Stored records
####

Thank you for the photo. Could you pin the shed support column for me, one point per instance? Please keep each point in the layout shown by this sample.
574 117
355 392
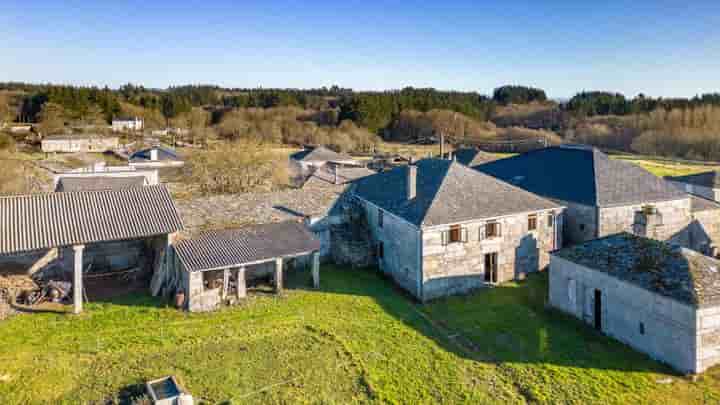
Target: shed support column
77 278
241 286
278 275
316 269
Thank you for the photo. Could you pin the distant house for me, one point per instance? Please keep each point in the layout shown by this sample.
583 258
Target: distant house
706 184
127 124
606 196
78 143
156 156
441 228
660 299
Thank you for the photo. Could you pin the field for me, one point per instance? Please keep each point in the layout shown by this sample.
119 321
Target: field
357 340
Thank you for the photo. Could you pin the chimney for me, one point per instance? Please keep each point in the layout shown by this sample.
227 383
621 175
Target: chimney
411 181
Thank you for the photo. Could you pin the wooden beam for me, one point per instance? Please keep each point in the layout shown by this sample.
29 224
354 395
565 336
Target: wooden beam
77 278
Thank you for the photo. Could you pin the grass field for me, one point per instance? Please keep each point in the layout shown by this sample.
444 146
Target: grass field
357 340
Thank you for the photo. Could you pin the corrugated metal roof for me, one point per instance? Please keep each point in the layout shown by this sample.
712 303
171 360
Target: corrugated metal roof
41 221
97 183
234 247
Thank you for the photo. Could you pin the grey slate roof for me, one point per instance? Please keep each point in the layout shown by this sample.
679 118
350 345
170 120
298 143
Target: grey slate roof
97 183
447 192
41 221
320 154
164 153
582 175
671 271
234 247
706 179
473 157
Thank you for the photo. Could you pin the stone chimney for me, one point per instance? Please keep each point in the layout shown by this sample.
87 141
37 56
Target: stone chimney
411 180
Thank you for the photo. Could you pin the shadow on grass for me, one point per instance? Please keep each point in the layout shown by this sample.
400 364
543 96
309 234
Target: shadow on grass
505 324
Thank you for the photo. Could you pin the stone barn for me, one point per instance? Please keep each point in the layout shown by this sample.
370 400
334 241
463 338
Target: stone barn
441 228
661 299
215 266
99 240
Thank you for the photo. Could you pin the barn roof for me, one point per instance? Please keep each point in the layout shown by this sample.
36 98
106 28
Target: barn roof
447 192
97 183
661 268
47 220
213 250
582 175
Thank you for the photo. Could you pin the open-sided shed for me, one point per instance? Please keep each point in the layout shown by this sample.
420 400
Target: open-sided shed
216 264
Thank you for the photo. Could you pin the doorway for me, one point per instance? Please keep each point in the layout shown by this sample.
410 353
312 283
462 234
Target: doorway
598 310
491 268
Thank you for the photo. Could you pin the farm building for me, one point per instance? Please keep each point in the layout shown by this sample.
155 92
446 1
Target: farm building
706 184
606 196
99 240
661 299
216 265
154 157
78 143
440 228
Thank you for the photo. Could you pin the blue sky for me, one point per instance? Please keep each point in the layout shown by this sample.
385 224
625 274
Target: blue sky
660 48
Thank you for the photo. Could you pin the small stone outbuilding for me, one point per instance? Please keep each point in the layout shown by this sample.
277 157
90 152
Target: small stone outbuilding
661 299
215 266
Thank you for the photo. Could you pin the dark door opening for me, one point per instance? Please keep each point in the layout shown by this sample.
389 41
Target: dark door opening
598 310
491 267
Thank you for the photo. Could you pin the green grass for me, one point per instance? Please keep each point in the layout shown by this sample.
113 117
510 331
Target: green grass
357 340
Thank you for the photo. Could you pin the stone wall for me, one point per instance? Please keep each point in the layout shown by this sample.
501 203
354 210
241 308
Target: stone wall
676 217
663 328
459 267
401 248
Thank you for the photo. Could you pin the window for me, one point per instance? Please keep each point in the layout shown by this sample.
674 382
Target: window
492 230
532 222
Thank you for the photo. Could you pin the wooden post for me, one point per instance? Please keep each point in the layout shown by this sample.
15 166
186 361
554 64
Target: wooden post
226 283
278 275
316 269
241 287
77 278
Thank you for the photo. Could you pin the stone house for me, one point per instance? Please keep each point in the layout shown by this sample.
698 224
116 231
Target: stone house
606 196
78 143
661 299
440 228
706 184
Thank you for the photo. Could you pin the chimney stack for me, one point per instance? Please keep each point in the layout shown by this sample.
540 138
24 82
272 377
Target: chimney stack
411 181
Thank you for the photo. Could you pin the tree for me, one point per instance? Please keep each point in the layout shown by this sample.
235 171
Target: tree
52 119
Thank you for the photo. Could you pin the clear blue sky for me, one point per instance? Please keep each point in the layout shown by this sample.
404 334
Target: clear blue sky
660 48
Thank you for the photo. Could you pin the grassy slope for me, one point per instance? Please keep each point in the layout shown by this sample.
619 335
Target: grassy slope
357 340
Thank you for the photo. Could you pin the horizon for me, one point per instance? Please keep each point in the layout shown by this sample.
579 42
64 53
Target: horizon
659 49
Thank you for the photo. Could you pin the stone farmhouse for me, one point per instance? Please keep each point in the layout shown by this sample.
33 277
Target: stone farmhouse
78 143
441 228
661 299
706 184
605 196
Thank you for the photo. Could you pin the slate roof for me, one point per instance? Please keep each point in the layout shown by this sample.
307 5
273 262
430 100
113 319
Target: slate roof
320 154
214 250
706 179
473 156
164 153
97 183
447 192
582 175
671 271
47 220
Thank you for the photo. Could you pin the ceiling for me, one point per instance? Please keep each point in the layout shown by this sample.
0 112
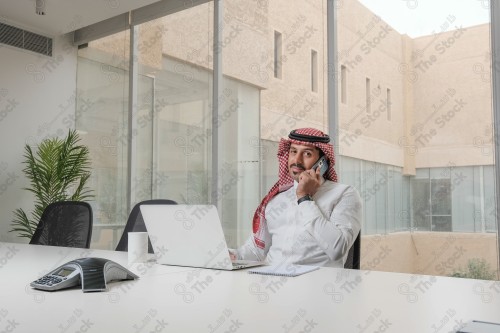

####

-- PROBLEM TO WORK ON --
Your answer must be an exact copy of the records, with no pictures in it.

-- SOLUTION FOR THIS EXERCISE --
Thank you for the photo. Could you pin the shed support column for me, one point per instance? Please keep each point in the layout shown by this sample.
574 117
355 392
Target: shed support column
77 278
241 286
278 275
316 269
Thank you for the photo. Could you pin the distant house for me, one point per instance? Please keep each point in the layout shown by this sample.
583 258
Target: distant house
706 184
127 124
606 196
78 143
156 156
441 228
660 299
Thank you for the photo. Could you pin the field for me, one point per instance? Please keep each point in the layout shown by this sample.
119 321
Target: field
357 340
Thank you for the photo. Could you pin the chimney for me, one point per instance? Please keep each point in the layout shown by this sample.
227 383
621 175
Target: chimney
411 181
Thank you for the photo. Could you pin the wooden beam for me, one point per instance? Please keep each point in the layout shown by this sample.
29 224
354 395
565 336
Target: wooden beam
77 278
Thank you for the photo. Could you pin the grass field for me, one point per instance? Please keep each point in the layout shown by this sample.
444 146
Target: grass field
357 340
Thank you for the photo. Could you pin the corrugated metal roof for me, one point per instance? Please keep each point in the layout shown by this sample.
712 303
171 360
Target: corrugated metal roof
41 221
97 183
234 247
Thank you for the photo. Could you pin the grey slate roof for me, one point per instance? Please keep each point in the layout shown by this sample.
679 118
350 345
170 120
298 143
Target: grey slate roof
97 183
447 192
41 221
320 154
164 153
582 175
671 271
234 247
706 179
473 157
Thank you for the photo. Could you pin the stone chimney for me, one point per instance? Please keep each point in the layout shown by this sample.
87 141
37 56
Target: stone chimney
411 180
Thank you for the photo. Could you pin the shadow on grass for me, one point per instance? Please keep each point in the layout shown by this sample.
400 364
543 96
309 234
Target: shadow on grass
505 324
Thank you for the photo. Could you pin the stone barn for me, one point per instance? Please keep each point in the layout shown by this sample.
370 400
334 241
463 338
Target: stone barn
441 228
661 299
215 266
99 240
Thank you for the photo. Could you pin the barn roof for me, one point per instance? Please keep each point in the layout shown by this sample.
36 98
106 28
Target: barn roof
447 192
97 183
661 268
47 220
213 250
582 175
Thank you for the photo. Could you pin the open-sided shed for me, one point per instance? Please keep each point in the layout shown by this sample.
420 400
Target: open-sided shed
216 264
Thank you for the photo. Could you pin the doorway for me, one point per instance? Please keep each point in the layout shown by this sample.
410 353
312 283
462 234
Target: doorway
598 310
491 268
Thank you for the photo. Could you pin the farm building for me, one point per instance? Please keep each point in the layout shown by this sample.
155 92
446 1
Target: farm building
706 184
606 196
99 240
661 299
216 265
154 157
78 143
440 228
Thank you for the photo. Could you pin the blue sky for me, one point per instance? Please keep each point in the layout shown by this sample.
385 224
625 274
Target: blue sky
660 48
Thank you for the photo. Could you pin the small stone outbuilding for me, one point per instance? Please keep each point in the layout shown by this sample.
277 157
90 152
Target: small stone outbuilding
661 299
215 266
Thank you for the photo. Could you pin the dark door opening for me, one point per instance? Please keep each point in the layout shown by this sample.
389 41
Target: dark door opening
598 310
491 267
Thank you for the photo. Could you pin the green grass for me, one point per instance? Please keep each point in the layout shown by this sample.
113 117
510 331
Target: green grass
357 340
Thank you for the photo. Could you pin the stone wall for me, one point per instance? Please keep each point in the layout shown by this sample.
501 203
354 210
241 308
Target: stone wall
676 217
663 328
459 267
401 248
Thank you for the photo. Could you pin the window for me, one point per instance? Please keep each point in the layout shown by this sample.
674 382
Target: window
492 230
532 222
Thank you for the photo. Could you pin the wooden post for me, one point per instance? Please keep each point in the layout shown by this sample.
15 166
186 361
554 64
Target: wooden post
226 283
278 275
316 269
241 287
77 278
Thank you for the photo. Could you pin the stone house for me, one point per instance? Please keep each point in the layout shown by this sample.
698 224
116 231
Target: stone house
606 196
78 143
661 299
440 228
706 184
Thank you for the photo. Could you pin the chimney stack for me, one point per instance? Please keep each point in the layout shown by this sample.
540 138
24 82
272 377
Target: chimney stack
411 181
Thank you for the photo. Could you pin the tree for me, one point per instance? Please keep each point in the layout shown by this sample.
235 171
Target: tree
52 119
Thank you for the photo. Could you pin the clear blue sky for me, one point per instance? Please keep each point in the layout shown by this sample.
404 334
Target: clear blue sky
660 48
Thank you for the photo. Could you pin the grassy slope for me, one point per instance? Please keep each point in the layout shown by this sample.
619 335
Target: grassy slope
357 340
Thank you for the photo. Could you pin the horizon for me, one point per instance? Please keep each point in the layout shown by this sample.
579 42
64 53
Target: horizon
659 49
Thank you for the photo. Could you pin the stone farmhouse for me, one point per instance? Please keep each point in the layout shown by this sample.
33 277
Target: stone farmhouse
78 143
441 228
661 299
706 184
605 196
Thank you for the photo. Could you pin the slate roof for me, one point per instance? Please keep each point in the layout shown by this sample.
307 5
273 262
430 100
113 319
Target: slate roof
320 154
214 250
706 179
473 156
164 153
97 183
447 192
582 175
671 271
47 220
Thank you for the photo. Could you pin the ceiling for me, one point per instance? Please keep each point in the layout shown by this sample.
0 112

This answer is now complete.